▸ **Exercise objective**
What lines in the data below mention the string "thin"? Copy them out.

(Collected data entries)

"""

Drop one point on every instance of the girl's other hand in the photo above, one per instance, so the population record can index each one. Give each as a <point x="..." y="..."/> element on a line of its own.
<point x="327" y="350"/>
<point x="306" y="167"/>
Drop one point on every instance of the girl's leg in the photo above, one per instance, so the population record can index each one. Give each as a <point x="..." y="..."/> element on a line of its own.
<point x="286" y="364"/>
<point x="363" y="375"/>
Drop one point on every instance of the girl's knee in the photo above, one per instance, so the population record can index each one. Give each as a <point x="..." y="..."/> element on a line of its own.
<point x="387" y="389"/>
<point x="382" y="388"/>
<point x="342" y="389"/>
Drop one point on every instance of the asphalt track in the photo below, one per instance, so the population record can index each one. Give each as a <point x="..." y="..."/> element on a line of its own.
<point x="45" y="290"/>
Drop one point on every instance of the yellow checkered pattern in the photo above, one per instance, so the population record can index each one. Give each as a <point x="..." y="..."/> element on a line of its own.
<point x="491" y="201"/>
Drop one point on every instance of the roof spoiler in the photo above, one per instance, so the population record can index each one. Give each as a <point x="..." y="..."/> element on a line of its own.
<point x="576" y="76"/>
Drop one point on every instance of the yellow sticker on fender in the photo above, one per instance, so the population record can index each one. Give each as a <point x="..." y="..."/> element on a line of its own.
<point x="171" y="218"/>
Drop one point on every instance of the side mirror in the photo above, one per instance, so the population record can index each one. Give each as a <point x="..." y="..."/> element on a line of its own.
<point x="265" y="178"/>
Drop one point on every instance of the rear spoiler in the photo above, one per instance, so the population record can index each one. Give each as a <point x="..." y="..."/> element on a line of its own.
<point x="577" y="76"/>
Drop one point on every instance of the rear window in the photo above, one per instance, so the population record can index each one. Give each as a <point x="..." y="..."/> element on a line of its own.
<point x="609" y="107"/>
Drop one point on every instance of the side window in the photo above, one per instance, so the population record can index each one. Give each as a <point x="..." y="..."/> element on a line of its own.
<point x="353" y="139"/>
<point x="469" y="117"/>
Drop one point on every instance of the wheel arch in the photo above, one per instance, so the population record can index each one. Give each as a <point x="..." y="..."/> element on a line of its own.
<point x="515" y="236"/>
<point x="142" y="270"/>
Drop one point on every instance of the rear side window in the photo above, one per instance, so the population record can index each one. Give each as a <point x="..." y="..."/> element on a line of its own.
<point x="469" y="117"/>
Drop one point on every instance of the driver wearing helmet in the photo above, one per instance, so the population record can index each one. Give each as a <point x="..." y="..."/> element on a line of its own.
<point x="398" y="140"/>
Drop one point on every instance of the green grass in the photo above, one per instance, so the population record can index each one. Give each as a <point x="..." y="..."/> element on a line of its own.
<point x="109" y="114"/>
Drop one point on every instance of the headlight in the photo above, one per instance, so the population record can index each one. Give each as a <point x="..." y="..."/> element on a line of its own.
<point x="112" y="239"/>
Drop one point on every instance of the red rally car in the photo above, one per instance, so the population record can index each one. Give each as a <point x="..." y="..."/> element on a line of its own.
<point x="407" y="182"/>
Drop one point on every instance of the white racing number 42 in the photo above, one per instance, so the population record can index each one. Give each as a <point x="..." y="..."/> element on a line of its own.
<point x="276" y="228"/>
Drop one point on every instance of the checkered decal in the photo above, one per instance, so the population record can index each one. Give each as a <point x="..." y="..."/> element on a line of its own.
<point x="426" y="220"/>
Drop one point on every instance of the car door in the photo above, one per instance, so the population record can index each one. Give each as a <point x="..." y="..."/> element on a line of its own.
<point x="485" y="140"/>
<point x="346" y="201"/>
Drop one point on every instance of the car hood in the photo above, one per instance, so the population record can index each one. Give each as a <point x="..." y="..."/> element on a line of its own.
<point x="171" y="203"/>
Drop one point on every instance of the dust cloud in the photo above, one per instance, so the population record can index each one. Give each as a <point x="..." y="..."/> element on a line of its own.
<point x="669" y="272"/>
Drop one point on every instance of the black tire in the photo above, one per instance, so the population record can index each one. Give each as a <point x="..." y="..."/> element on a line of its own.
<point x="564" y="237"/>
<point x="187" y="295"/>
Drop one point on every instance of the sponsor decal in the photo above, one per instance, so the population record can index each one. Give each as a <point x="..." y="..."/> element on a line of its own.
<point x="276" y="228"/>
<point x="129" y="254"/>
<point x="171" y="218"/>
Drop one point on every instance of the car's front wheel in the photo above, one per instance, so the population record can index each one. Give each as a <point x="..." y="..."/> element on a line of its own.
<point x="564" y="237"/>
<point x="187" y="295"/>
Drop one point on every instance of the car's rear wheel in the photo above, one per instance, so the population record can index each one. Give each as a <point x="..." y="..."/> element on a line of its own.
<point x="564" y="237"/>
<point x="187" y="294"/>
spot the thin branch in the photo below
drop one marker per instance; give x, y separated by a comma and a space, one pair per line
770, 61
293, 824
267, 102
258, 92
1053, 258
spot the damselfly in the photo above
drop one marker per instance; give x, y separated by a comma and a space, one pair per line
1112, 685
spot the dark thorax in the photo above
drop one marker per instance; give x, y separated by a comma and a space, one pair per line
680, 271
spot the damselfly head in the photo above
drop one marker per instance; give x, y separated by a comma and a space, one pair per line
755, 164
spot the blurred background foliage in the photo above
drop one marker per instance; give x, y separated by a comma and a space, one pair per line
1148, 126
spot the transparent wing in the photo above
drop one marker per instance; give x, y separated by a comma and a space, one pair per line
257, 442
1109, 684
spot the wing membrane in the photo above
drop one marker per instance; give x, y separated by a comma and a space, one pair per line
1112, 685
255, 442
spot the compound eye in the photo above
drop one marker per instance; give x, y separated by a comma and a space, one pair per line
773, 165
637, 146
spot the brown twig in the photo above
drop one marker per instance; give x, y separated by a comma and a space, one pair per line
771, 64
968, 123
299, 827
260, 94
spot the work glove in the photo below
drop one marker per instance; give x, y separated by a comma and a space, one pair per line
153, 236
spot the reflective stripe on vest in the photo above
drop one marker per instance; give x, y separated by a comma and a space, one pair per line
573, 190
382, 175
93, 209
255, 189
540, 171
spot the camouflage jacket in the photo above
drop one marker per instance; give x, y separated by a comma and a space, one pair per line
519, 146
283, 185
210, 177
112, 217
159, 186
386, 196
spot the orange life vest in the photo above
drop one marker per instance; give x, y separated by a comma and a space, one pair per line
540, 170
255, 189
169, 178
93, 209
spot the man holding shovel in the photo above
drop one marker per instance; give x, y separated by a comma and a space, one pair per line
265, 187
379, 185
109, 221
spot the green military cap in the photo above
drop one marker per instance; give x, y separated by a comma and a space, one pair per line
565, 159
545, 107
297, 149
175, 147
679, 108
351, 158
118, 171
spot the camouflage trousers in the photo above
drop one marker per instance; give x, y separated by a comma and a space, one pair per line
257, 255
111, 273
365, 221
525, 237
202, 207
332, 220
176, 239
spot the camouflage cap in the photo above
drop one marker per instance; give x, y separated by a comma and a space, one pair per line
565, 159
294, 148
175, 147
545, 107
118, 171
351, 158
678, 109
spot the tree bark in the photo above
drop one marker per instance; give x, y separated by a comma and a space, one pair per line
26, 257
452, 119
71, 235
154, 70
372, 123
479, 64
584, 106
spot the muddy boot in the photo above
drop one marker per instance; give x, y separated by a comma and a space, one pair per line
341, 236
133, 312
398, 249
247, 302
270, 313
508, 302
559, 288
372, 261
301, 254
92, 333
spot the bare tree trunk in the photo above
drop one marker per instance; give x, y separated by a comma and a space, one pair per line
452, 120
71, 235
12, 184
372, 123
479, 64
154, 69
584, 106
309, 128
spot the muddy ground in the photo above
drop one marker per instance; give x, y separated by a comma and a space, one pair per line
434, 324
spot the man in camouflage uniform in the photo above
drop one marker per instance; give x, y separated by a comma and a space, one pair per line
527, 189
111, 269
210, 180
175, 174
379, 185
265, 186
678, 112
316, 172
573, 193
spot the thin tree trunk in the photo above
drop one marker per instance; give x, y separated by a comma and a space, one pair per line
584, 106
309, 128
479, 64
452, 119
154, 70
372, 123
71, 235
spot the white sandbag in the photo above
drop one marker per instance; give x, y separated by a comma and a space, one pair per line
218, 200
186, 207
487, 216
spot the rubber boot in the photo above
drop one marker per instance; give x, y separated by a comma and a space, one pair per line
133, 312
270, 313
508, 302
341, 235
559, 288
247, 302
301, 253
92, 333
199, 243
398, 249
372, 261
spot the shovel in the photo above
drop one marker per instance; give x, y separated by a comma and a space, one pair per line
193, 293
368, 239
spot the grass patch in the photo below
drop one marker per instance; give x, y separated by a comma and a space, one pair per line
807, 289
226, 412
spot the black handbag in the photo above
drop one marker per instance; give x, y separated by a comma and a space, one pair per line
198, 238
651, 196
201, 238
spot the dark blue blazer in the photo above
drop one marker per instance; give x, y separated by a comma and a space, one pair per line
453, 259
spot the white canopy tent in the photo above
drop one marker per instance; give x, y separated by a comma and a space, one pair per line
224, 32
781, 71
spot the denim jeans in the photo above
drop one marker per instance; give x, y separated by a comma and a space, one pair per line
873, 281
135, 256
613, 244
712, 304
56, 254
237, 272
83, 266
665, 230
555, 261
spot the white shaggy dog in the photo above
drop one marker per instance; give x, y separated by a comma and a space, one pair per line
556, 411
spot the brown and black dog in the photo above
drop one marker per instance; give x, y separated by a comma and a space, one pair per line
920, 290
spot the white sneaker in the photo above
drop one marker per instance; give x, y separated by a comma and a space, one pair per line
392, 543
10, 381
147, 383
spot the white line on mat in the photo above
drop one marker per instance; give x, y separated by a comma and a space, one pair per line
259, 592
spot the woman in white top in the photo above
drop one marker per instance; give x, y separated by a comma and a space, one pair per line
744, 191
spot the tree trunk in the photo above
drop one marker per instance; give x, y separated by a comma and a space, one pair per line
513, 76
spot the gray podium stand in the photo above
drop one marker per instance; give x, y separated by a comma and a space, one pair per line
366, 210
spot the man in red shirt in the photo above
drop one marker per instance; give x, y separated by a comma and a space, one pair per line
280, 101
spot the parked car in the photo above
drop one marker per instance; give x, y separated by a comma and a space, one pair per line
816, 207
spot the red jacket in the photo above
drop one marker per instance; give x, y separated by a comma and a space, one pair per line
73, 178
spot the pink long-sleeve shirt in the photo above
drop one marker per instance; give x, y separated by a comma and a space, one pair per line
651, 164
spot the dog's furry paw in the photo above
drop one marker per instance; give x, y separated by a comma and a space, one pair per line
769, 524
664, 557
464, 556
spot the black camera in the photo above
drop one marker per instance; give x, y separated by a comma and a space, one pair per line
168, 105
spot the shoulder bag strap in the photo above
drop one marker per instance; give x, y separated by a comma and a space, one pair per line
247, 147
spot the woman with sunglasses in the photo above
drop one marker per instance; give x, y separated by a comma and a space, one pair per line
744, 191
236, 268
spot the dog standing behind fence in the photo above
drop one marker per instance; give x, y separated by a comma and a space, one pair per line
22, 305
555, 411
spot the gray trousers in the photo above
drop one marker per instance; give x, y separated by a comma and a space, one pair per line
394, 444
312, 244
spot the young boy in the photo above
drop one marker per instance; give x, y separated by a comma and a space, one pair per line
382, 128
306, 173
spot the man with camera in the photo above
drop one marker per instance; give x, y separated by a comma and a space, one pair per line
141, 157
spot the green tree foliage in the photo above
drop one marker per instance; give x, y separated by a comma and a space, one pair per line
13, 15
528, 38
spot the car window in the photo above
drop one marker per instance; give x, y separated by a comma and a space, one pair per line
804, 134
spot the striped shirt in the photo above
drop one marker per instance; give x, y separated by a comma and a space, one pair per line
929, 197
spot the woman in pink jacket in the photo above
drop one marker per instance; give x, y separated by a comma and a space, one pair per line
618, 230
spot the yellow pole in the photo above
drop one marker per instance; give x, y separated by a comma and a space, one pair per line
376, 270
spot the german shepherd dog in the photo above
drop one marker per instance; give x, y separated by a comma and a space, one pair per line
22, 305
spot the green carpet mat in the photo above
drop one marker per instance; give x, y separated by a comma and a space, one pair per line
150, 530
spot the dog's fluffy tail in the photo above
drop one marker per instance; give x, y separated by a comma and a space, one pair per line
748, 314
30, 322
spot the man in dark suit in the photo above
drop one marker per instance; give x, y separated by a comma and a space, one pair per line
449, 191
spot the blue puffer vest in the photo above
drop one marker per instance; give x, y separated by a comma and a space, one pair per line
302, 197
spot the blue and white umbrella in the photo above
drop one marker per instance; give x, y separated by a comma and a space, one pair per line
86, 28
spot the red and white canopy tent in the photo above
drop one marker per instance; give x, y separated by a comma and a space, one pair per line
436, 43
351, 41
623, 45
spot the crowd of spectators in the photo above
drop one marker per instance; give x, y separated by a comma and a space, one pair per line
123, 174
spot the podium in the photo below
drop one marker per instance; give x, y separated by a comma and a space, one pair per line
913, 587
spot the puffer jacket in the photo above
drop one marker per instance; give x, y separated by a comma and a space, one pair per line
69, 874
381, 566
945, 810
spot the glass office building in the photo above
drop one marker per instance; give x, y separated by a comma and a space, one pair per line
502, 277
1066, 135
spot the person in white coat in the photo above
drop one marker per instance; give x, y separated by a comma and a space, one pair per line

"""

▸ **Response**
spot the thin branch in the photo below
spot the thin tree trunk in the photo above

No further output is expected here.